EXTRACTED MATERIAL:
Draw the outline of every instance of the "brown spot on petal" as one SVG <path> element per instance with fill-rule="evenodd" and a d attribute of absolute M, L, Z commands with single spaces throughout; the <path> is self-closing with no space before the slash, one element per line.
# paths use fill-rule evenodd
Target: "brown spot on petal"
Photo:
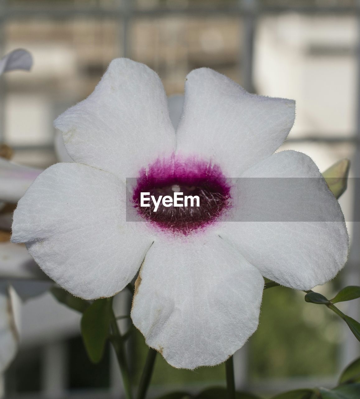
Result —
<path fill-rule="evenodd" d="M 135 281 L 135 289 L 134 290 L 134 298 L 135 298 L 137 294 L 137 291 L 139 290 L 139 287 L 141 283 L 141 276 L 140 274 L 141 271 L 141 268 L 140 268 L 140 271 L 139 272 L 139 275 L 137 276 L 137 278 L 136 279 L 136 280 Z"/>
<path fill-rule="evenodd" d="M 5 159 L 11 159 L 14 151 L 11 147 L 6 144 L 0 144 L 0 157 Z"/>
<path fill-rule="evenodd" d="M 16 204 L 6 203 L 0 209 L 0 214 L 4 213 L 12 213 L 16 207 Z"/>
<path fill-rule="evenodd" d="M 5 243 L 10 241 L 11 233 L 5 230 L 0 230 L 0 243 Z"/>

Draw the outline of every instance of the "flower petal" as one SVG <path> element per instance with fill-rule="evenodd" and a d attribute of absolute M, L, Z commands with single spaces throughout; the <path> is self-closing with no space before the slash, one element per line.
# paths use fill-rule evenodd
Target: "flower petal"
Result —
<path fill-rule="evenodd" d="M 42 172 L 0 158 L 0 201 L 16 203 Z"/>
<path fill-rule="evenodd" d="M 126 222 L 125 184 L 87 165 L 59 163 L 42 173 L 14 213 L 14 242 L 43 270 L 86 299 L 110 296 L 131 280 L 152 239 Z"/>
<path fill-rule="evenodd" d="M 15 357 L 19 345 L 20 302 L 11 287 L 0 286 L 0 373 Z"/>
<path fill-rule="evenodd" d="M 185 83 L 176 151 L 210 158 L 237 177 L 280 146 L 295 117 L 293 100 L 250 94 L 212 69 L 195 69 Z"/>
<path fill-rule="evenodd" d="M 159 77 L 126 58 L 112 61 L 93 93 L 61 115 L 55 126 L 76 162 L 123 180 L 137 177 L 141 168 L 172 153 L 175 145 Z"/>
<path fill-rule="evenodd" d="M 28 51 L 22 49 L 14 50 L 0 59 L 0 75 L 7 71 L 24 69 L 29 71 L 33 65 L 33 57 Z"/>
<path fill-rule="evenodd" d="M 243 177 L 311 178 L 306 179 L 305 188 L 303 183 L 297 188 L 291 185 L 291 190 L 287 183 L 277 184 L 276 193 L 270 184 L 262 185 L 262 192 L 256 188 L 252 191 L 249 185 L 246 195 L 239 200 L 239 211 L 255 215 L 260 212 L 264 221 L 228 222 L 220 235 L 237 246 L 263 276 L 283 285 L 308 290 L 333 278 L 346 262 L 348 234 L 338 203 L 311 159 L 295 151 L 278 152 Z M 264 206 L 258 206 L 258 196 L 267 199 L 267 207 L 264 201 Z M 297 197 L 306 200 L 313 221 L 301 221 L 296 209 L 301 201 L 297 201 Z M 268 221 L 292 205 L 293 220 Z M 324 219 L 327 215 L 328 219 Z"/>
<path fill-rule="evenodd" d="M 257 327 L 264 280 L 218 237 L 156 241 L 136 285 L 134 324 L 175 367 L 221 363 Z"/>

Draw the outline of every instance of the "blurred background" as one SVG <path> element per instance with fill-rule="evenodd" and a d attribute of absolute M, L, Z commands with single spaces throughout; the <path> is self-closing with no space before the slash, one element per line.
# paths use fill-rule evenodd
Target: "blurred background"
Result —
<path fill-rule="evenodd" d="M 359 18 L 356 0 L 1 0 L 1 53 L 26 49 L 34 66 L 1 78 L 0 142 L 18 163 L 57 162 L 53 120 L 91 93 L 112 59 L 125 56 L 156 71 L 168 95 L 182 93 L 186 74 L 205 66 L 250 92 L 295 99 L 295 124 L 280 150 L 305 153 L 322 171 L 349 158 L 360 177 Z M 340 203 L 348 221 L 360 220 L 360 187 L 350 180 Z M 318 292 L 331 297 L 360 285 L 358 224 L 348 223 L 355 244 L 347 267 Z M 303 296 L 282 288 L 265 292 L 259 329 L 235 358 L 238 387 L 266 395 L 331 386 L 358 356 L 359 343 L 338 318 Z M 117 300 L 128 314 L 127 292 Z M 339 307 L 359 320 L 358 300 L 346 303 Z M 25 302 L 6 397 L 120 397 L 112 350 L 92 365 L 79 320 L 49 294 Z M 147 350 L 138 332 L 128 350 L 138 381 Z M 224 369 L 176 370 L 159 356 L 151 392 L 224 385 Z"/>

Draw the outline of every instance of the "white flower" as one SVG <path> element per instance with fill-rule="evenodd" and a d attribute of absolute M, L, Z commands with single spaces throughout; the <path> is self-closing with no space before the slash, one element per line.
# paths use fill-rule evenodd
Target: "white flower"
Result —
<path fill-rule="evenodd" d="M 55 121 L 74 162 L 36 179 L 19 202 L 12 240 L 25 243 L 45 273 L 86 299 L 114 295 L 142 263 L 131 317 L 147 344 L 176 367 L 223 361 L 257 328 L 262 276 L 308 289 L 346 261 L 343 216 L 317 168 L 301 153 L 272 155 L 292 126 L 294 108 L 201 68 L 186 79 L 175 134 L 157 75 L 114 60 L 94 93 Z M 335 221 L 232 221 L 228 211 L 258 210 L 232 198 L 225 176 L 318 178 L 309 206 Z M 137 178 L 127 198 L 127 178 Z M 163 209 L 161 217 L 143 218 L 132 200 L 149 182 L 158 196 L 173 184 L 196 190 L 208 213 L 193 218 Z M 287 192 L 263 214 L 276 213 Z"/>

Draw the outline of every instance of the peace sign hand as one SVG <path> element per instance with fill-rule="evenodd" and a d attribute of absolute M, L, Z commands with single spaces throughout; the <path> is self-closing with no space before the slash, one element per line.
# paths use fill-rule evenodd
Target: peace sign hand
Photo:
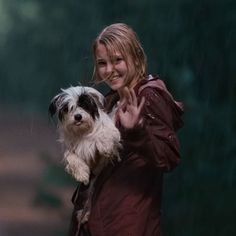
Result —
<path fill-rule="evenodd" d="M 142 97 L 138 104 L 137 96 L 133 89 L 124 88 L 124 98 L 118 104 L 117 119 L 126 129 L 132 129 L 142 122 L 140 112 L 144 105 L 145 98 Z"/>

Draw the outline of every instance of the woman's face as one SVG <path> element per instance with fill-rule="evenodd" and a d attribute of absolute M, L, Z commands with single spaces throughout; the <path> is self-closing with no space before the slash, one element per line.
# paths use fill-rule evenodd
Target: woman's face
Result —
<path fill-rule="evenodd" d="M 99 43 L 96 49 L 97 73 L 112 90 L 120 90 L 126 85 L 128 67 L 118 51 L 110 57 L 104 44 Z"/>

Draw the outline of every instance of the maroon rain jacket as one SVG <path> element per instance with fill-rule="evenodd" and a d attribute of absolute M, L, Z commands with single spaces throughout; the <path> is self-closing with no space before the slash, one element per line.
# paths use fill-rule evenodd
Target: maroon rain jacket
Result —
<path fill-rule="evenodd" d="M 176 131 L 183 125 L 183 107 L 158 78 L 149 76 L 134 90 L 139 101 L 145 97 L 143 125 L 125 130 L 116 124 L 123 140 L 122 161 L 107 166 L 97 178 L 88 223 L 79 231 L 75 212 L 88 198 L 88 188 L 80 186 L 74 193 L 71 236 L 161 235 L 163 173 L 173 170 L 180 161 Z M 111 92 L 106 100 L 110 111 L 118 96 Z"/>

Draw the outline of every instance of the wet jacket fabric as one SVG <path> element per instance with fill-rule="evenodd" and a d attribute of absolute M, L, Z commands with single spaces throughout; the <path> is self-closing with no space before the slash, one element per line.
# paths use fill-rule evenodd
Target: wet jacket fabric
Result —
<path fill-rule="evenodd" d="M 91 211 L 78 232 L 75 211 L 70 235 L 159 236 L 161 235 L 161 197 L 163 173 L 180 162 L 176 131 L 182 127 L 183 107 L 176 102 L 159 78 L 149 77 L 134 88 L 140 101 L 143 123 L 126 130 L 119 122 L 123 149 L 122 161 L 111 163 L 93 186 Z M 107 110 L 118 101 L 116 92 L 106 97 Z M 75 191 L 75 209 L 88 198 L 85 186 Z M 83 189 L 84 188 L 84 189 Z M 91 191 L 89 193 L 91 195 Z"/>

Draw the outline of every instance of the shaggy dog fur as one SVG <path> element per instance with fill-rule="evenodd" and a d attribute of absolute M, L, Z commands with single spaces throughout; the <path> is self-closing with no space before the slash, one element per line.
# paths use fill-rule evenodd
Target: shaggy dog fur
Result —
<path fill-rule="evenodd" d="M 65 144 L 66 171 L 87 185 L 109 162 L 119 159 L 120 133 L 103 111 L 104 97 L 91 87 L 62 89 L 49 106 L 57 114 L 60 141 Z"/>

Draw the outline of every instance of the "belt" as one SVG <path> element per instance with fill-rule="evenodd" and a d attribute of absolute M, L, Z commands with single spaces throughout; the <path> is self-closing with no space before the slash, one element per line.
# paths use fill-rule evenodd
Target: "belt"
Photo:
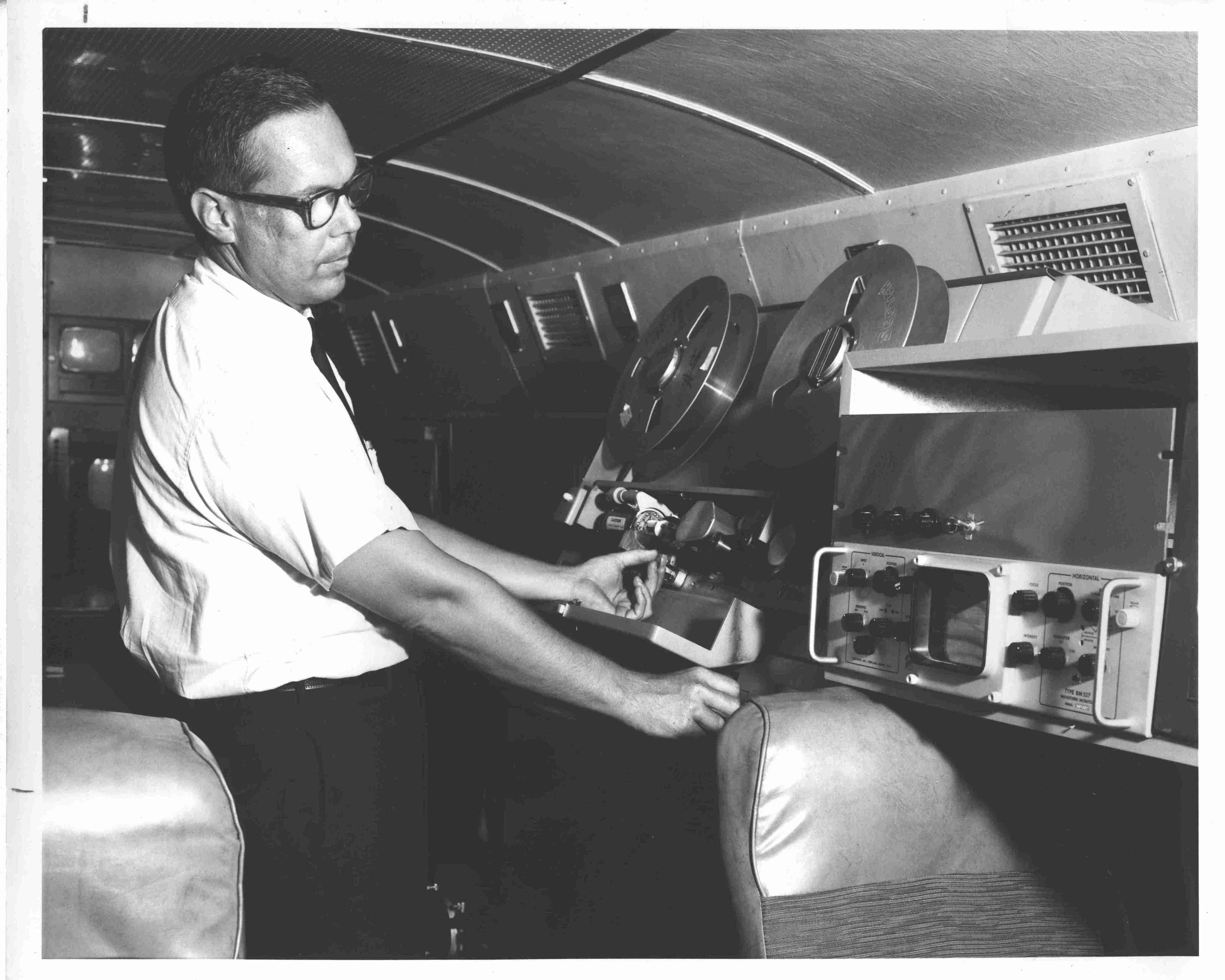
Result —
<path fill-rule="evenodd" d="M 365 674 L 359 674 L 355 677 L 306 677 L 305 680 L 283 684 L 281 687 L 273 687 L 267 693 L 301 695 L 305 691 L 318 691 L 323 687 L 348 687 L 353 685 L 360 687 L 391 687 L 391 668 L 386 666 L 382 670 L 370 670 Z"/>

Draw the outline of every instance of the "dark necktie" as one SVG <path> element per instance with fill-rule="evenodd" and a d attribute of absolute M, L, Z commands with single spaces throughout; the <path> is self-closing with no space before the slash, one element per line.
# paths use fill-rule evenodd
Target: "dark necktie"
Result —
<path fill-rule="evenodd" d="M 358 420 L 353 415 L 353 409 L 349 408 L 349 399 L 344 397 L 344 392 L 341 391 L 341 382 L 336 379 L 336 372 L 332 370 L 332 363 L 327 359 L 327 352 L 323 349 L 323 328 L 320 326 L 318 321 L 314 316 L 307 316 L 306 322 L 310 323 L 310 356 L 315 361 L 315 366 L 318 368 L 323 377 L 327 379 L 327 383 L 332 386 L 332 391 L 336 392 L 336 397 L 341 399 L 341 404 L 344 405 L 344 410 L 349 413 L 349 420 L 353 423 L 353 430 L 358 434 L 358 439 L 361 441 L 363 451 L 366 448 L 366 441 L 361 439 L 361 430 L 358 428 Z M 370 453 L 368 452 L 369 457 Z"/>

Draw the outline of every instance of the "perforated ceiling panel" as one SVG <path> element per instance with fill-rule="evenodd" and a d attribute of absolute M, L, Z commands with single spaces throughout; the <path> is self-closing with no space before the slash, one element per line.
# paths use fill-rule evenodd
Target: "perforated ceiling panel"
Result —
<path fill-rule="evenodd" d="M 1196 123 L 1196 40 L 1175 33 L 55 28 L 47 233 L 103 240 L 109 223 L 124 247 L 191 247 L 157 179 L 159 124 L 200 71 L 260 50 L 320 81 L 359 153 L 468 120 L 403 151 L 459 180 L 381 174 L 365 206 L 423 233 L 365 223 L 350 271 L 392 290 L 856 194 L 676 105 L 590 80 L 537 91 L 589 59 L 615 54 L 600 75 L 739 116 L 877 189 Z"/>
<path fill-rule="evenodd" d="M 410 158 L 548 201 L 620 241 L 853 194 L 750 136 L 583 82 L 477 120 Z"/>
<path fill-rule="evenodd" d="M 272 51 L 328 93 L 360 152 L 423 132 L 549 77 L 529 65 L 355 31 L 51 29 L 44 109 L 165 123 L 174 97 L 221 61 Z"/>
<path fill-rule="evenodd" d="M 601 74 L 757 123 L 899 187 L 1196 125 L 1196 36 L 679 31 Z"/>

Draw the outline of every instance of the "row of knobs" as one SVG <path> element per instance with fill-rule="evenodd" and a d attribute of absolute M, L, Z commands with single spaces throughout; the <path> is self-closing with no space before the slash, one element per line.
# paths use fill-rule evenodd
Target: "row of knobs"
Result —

WORK TO BE COMPLETED:
Retype the lines from the very first one through the line that contains "243 L 10 241", both included, and leave the pictures out of your answer.

TASK SOLUTION:
Draw the outline of every instance of the "brown spot on petal" as one SVG <path> element per instance with fill-rule="evenodd" and a d attribute of absolute M, L, Z commands with single spaces throughout; the <path> is self-closing with no space before the slash, one element per line.
# paths use fill-rule evenodd
Target: "brown spot on petal"
Photo:
Result —
<path fill-rule="evenodd" d="M 135 281 L 135 289 L 134 290 L 134 298 L 135 298 L 137 294 L 137 291 L 139 290 L 139 287 L 141 283 L 141 276 L 140 274 L 141 271 L 141 268 L 140 268 L 140 271 L 139 272 L 139 275 L 137 276 L 137 278 L 136 279 L 136 280 Z"/>
<path fill-rule="evenodd" d="M 5 159 L 11 159 L 14 151 L 11 147 L 6 144 L 0 144 L 0 157 Z"/>
<path fill-rule="evenodd" d="M 16 204 L 6 203 L 0 209 L 0 214 L 4 213 L 12 213 L 16 207 Z"/>
<path fill-rule="evenodd" d="M 5 243 L 10 241 L 11 233 L 5 230 L 0 230 L 0 243 Z"/>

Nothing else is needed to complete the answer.